Dataset entries:

* * * * *

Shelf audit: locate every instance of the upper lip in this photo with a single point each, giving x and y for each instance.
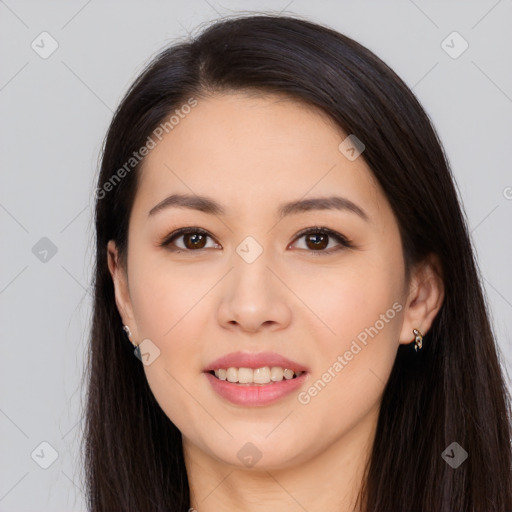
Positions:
(254, 360)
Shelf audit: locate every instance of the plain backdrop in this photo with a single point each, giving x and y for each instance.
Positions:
(55, 110)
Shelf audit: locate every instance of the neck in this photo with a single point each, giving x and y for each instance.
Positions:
(329, 481)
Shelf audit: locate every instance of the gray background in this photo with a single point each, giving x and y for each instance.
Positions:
(55, 112)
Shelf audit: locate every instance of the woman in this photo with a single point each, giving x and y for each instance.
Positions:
(279, 237)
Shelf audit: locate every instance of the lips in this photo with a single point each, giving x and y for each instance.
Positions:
(251, 395)
(255, 360)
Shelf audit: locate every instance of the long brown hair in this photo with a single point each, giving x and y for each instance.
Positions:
(453, 390)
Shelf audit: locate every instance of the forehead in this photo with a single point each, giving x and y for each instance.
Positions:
(254, 150)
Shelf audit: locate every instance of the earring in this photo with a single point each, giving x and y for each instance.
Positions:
(418, 341)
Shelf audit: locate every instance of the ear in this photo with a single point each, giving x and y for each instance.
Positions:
(122, 293)
(426, 294)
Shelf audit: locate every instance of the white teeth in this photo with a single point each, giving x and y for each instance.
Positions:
(263, 375)
(288, 374)
(245, 375)
(276, 373)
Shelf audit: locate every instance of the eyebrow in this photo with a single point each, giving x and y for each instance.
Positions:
(210, 206)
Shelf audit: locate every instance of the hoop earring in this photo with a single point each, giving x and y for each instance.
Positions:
(418, 341)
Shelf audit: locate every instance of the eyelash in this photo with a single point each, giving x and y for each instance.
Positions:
(342, 240)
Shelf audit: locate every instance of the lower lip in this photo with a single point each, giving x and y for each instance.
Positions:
(255, 395)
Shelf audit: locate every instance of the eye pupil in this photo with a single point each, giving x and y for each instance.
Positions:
(198, 240)
(320, 240)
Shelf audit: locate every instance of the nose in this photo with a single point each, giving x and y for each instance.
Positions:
(252, 298)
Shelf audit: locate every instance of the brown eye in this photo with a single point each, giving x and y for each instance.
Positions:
(194, 240)
(187, 239)
(318, 240)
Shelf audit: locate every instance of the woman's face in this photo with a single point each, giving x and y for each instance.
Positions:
(247, 281)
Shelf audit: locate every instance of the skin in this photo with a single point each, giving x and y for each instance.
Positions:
(251, 153)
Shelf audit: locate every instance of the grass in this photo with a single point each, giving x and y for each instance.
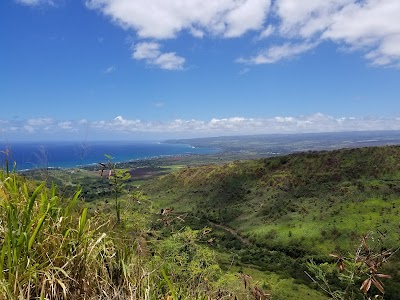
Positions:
(52, 248)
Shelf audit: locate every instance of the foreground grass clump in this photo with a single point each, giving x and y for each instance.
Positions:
(50, 248)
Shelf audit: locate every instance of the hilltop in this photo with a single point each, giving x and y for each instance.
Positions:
(276, 213)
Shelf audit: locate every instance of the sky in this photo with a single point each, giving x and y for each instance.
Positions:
(160, 69)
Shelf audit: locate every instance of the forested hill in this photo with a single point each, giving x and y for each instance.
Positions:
(297, 206)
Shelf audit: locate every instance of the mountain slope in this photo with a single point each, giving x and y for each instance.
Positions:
(293, 207)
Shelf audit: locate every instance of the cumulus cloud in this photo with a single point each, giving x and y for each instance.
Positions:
(277, 53)
(162, 19)
(370, 27)
(128, 128)
(109, 70)
(150, 52)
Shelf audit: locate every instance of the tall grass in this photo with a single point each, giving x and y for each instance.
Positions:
(51, 248)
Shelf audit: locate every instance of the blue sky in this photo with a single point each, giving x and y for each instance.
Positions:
(155, 69)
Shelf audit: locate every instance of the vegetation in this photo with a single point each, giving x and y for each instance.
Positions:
(272, 228)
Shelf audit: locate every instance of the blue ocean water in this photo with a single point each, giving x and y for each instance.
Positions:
(30, 155)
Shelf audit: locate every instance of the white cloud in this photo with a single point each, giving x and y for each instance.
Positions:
(129, 128)
(370, 27)
(277, 53)
(151, 53)
(162, 19)
(109, 70)
(267, 32)
(36, 2)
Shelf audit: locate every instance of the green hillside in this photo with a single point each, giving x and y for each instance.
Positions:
(252, 229)
(275, 214)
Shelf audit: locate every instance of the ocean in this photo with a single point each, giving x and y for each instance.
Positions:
(32, 155)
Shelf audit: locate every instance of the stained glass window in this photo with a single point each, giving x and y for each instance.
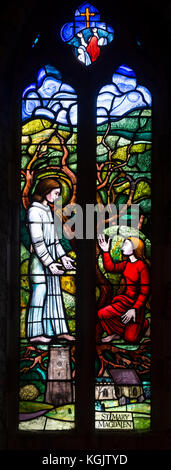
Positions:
(123, 160)
(123, 247)
(87, 33)
(48, 262)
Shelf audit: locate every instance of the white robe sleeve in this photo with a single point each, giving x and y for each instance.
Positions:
(35, 227)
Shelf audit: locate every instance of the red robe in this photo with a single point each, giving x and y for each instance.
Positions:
(135, 296)
(93, 49)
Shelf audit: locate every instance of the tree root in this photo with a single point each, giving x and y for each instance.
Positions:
(136, 359)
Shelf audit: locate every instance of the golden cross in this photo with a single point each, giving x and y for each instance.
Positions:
(87, 14)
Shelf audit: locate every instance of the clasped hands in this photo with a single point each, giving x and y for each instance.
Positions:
(55, 268)
(129, 315)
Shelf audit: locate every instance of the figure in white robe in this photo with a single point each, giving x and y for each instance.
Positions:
(46, 315)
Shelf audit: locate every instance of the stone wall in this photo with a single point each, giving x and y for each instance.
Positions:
(14, 17)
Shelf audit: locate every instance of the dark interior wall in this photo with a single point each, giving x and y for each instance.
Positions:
(19, 25)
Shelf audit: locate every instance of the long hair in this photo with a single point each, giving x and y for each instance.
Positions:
(44, 187)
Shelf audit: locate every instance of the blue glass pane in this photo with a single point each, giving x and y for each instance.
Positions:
(87, 34)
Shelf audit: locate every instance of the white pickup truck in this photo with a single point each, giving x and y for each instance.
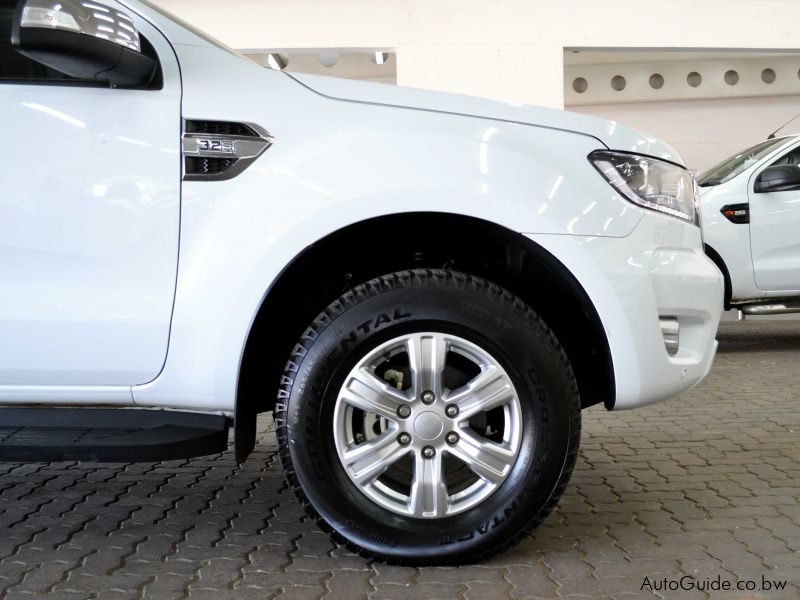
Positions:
(425, 289)
(750, 206)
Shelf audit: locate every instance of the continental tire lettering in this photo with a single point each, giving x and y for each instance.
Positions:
(372, 325)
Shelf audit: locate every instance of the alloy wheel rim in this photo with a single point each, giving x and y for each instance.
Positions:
(427, 425)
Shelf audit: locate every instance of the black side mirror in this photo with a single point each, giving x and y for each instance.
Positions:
(780, 178)
(87, 40)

* * * * *

Work instructions ->
A faithful copy of all the data above is required, printed exactly and with no pictures.

Your response ->
Shelf audit: locate every instance of the upper lip in this photo with a single point each, giving x and y for each instance.
Positions:
(254, 360)
Shelf audit: locate every instance of the plain backdrop in this photo with a single point each, giving x and y for each instance.
Positions:
(55, 110)
Shelf audit: locate every instance of the neck in this photo with a single point each, giving x and y for each instance.
Positions:
(329, 481)
Shelf audit: locate every instance of the gray background in this photo with a single point each, giving x and y for each instance.
Positions:
(55, 112)
Shelf audit: locate every instance of the woman in this photo with a single point each, giving x and y for each instance.
Positions:
(279, 237)
Shelf audit: locate every instance of the lips in this photo with a single point each, giving x and y for each instance.
Positions:
(251, 395)
(255, 360)
Shelf audit: locate every instance of the long brown hair in this photo with a single point each, giving x and y for each instance.
Positions:
(453, 390)
Shelf audit: locate every instance of the forehead in this photo with a single point each, giving x and y for each instance.
Positions:
(254, 150)
Shelf audit: locate every instance of the earring in this photo with a single point each, giving x and y for each instance.
Positions:
(418, 341)
Shelf audit: locate every instance of the ear in this photo with a single point each, giving x and y for each instance.
Positions:
(122, 293)
(426, 294)
Shelf audit: locate every instance of the white teeth in this photo with a single point each, giving x and y for each instance.
Positions:
(263, 375)
(288, 374)
(245, 375)
(276, 373)
Shelf audit: locate every instance of the eyebrow in this photo with a single point each, giving x and y for each instance.
Positions:
(210, 206)
Shelf audit: locate every instance of the hoop earring in this photo with a single point each, giving x and y for each instance.
Positions:
(418, 341)
Shelf audit: locate every instance of the eyelash in this photo with a single point each, giving x and y for each instance.
Positions:
(342, 240)
Shelf audit: locate every instance of the lower lip in this photo with a single point each, giving x and y for each instance.
Positions:
(255, 395)
Shelf audit: locate every instance of the eye pupil in this photo with a single point each, giving x and y for each instance.
Positions:
(198, 240)
(320, 240)
Shelf audit: locate every instance of the nose in this photo with a single point each, giving x and y for each instance.
Positions:
(252, 298)
Shelf audit: locate every instance of the brown eye in this photo with a single point each, giving x and y for each instance.
Positions:
(194, 240)
(187, 239)
(318, 240)
Shelf audit: locate every instance of the woman's face in this photo with a single point each, giving x and y for each instance.
Positions:
(247, 281)
Shelf audit: locate every instance of the skin in this photo with a single point each, giving x and y for each instance.
Positions:
(251, 153)
Shelf audit: locate every instance of the grass in this photo with a single point each, giving x and y for each instance.
Positions:
(52, 248)
Shelf audit: locate every instance of the foreground grass clump in this photo with a single point each, giving x and y for each instance.
Positions:
(50, 248)
Shelf audit: locate every instance of the hilltop in this photo with a single point each, giving x and y for each instance.
Positions:
(276, 213)
Shelf audit: locate every instance of the sky in this photo with a single point each, giving x and y for each instance.
Positions:
(160, 69)
Shelf audit: locate every instance of the forested hill in this photo with a single point each, giving x and y for each instance.
Positions:
(297, 206)
Shelf audit: locate every instance of the mountain slope in this photo with a single point each, giving x and y for each instance.
Positions:
(293, 207)
Shelf audit: locate every instance of the cumulus cloud in this photo with a single point each, giving x and y for each instance.
Positions:
(277, 53)
(162, 19)
(370, 27)
(128, 128)
(109, 70)
(150, 52)
Shelf audit: locate every instance of the tall grass in this photo with a single point each, giving x and y for each instance.
Positions:
(51, 248)
Shelf audit: locate every instance of the blue sky in this photo with a single point each, giving x and y for each instance.
Positions:
(155, 69)
Shelf audit: locate every instance of the vegetation in this photo with a single point each, giving x and y for each instance.
Positions:
(272, 228)
Shelf audit: locate every instance of the blue ocean water in this photo with a single point each, giving x and y for each instance.
Positions:
(30, 155)
Shelf audit: locate every instance of the white cloud in this photo with a single point each, giving x and y for each instance.
Positions:
(129, 128)
(370, 27)
(277, 53)
(151, 53)
(162, 19)
(109, 70)
(267, 32)
(36, 2)
Shelf audit: locate every instance of the green hillside in this photo with a single point each, giving x and y for each instance.
Positions:
(252, 229)
(275, 214)
Shelf audit: locate every instance of the ocean in this photo with a single point each, giving x and y for each instance.
Positions:
(32, 155)
Shelf audit: locate every instance of the stained glass window in this photo with a single point each, giving x and y for each instance.
Positions:
(123, 160)
(123, 247)
(87, 33)
(48, 262)
Shelf audit: locate every instance of the white robe sleeve in this photo with a single point each, giving x and y for each instance.
Positions:
(35, 227)
Shelf audit: locate every instance of the red robe in this photo with a single point each, giving x and y for each instance.
Positions:
(135, 296)
(93, 49)
Shelf audit: locate every instance of the tree root in this photo with a single point each, giving x and y for each instance.
Positions:
(136, 359)
Shelf audit: locate every instance of the golden cross in this photo with a single point each, giving x and y for each instance.
Positions:
(87, 14)
Shelf audit: locate every instance of the clasped hands in this photo with a single point each, giving x and y for each instance.
Positions:
(55, 268)
(129, 315)
Shelf audit: locate every instance of the figure in white robe in this photo with a single point each, giving x and y for each instance.
Positions:
(46, 315)
Shelf audit: locate every instance of the stone wall in this photo with a single point each, giving x and y for each instance.
Positions:
(14, 17)
Shelf audit: locate every instance of the dark interior wall in this photo with a single point each, giving x and y for each instance.
Positions:
(19, 25)
Shelf audit: locate every instance of the long hair in this photo with a single point each, giving x and y for each instance.
Positions:
(44, 187)
Shelf audit: locate every instance of the blue glass pane in this photo with a single point each, giving x and y for each instance.
Positions:
(87, 34)
Shelf audit: locate every instance of the white pickup truck in this photo with a single point each, giving x and y for each instance.
Positions:
(425, 289)
(750, 206)
Shelf audit: locate every instance of the continental tire lettering in this photo with a single point each, giving x and y for each instance.
Positions:
(372, 325)
Shelf audit: locate every instance of the alloy wheel rim in this photo with a single point each, giving x and y for each instance.
Positions:
(427, 425)
Shelf audit: locate every instance of the black side mirror in this photo with a single point each, giving x and y for each instance.
Positions:
(780, 178)
(87, 40)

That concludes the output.